> **Text block**
□ □ □ □ □ □ □
The evaluation code above needs precalculated results on the real data which are provided with the dataset. If you want to calculate them yourself, run the following code and save the variable outputs in a pkl file when a breakpoint is hit. The pkl files provided with the data are generated in the same way. For AirPose

python copenet_real/src/copenet_real/scripts/copenet_real_res_compile.py "checkpoint Path" "/path to the dataset"

For Baseline

python copenet_real/src/copenet_real/scripts/hmr_real_res_compile.py "checkpoint Path" "/path to the dataset"

Testing the client-server synchronization mechanism

To this end you need to install ros-{melodic,noetic} in your pc (Ubuntu 18.04-20.04).

Please follow the instructions that you can find here

After that you need to install the following dependencies:

sudo add-apt-repository ppa:joseluisblancoc/mrpt-stable

Navigate to your catkin_ws folder (e.g. AirPose/catkin_ws) and run:

touch src/aircap/packages/optional/basler_image_capture/Grab/CATKIN_IGNORE
touch src/aircap/packages/optional/ptgrey_image_capture/Grab/CATKIN_IGNORE

this applies to ros-melodic

Firstly, checkout the AirPose branch ros-melodic.

Be sure to update the submodule (first command).

git submodule update 
sudo apt install libmrpt-dev mrpt-apps
cd /your/path/AirPose/catkin_ws
touch src/aircap/packages/3rdparty/mrpt_bridge/CATKIN_IGNORE
touch src/aircap/packages/3rdparty/pose_cov_ops/CATKIN_IGNORE
sudo apt install -y ros-melodic-octomap-msgs ros-melodic-cv-camera ros-melodic-marker-msgs ros-melodic-mrpt-msgs ros-melodic-octomap-ros ros-melodic-mrpt-bridge ros-melodic-mrpt1

this applies to ros-noetic

sudo apt install libmrpt-poses-dev libmrpt-obs-dev libmrpt-graphs-dev libmrpt-maps-dev libmrpt-slam-dev -y
sudo apt install -y ros-noetic-octomap-msgs ros-noetic-cv-camera ros-noetic-marker-msgs ros-noetic-mrpt-msgs ros-noetic-octomap-ros ros-noetic-mrpt2

Then you can run catkin_make from the catkin_ws folder to build the whole workspace.

To run the client-server architecture you need:

  • An image topic
  • A camera_info topic
  • A feedback topic with the region of interest information

To test the code you can do the following.

  • Download the dji rosbags that you can find here either from the test_bag or train_bag folders.
  • Download the checkpoint airpose_asv3_same_hparams_checkpoint.tar.gz from here

In separated terminals (with the workspace sourced) run:

  • roscore

  • rosparam set use_sim_time true

  • Launch the first client (i.e. the first "drone") with roslaunch airpose_client one_robot.launch host:=127.0.0.1 port:=9901 feedback_topic:=info img_topic:=camera/image_raw camera_info_topic:=camera/info robotID:=1 reproject:=false groundtruth:=true, with host you can change the server IP address, port must correspond, feedback_topic must contain the ROI and is of type neural_network_detector::NeuralNetworkFeedback, robotID should be either 1 or 2, reproject is used to avoid a reprojection to different intrisics parameters and groundtruth:=true is used to provide {min_x, max_x, min_y, max_y} in the ROI message (description below)
□ □ □ □ □ □ □
> **Task goal**
In the instructions, condense the item that begins "Launch the first client" into a list of its launch settings, keeping the main facts.

[Dataset excerpt]
□ □ □ □ □ □ □
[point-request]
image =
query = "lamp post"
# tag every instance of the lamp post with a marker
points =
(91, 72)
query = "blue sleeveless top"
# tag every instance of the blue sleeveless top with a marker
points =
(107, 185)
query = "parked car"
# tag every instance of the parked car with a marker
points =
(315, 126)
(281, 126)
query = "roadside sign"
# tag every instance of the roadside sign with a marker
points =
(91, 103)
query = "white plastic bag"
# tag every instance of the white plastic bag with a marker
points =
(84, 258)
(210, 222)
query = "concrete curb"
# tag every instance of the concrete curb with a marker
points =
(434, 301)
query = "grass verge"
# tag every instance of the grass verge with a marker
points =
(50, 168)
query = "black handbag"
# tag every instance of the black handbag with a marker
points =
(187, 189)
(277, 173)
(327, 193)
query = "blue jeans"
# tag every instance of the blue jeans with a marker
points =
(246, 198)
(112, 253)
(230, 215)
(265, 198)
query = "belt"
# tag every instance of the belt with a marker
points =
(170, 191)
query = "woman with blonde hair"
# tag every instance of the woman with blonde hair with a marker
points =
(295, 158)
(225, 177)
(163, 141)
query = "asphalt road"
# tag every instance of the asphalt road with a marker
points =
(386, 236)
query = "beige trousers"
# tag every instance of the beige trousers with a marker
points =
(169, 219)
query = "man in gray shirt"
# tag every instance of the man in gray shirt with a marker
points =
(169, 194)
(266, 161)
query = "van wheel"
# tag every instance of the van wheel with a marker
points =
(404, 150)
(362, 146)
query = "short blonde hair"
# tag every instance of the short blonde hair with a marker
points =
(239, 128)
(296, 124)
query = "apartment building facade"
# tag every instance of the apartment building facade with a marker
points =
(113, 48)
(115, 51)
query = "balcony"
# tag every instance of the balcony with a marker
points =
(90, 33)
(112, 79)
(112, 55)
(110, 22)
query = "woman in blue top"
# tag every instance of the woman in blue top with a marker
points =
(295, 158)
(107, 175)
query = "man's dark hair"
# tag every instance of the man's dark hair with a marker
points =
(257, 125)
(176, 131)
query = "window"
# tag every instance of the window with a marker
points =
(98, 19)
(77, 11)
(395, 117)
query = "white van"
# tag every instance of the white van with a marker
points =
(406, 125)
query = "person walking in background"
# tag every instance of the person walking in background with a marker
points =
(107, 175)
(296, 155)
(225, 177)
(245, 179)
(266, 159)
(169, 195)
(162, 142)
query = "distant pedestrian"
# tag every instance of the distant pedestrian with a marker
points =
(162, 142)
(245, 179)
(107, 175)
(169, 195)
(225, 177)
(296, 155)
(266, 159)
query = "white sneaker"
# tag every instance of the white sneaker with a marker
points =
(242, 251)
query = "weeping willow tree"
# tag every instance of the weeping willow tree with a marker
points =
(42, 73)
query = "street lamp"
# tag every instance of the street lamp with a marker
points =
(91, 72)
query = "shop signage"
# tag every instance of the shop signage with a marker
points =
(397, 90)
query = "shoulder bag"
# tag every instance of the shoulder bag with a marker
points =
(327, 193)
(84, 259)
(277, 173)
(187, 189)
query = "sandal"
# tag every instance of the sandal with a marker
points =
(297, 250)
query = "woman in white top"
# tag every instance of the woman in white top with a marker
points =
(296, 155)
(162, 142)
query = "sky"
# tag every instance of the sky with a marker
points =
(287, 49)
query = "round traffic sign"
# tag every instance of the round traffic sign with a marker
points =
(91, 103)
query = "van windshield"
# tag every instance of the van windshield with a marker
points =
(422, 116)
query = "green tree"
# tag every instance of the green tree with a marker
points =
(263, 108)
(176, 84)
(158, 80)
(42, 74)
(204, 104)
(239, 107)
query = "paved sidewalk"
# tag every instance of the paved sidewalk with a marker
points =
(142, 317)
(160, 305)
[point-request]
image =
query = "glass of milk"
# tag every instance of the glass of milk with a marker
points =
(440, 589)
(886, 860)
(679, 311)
□ □ □ □ □ □ □
> **Correct response**
- Command: roslaunch airpose_client one_robot.launch starts the first client, i.e. the first "drone".
- host (127.0.0.1 in the example): sets the server IP address.
- port (9901): must correspond to the server's.
- feedback_topic (info): must contain the ROI and is of type neural_network_detector::NeuralNetworkFeedback.
- img_topic: camera/image_raw.
- camera_info_topic: camera/info.
- robotID: 1 or 2.
- reproject:=false: avoids a reprojection to different intrinsic parameters.
- groundtruth:=true: provides {min_x, max_x, min_y, max_y} in the ROI message.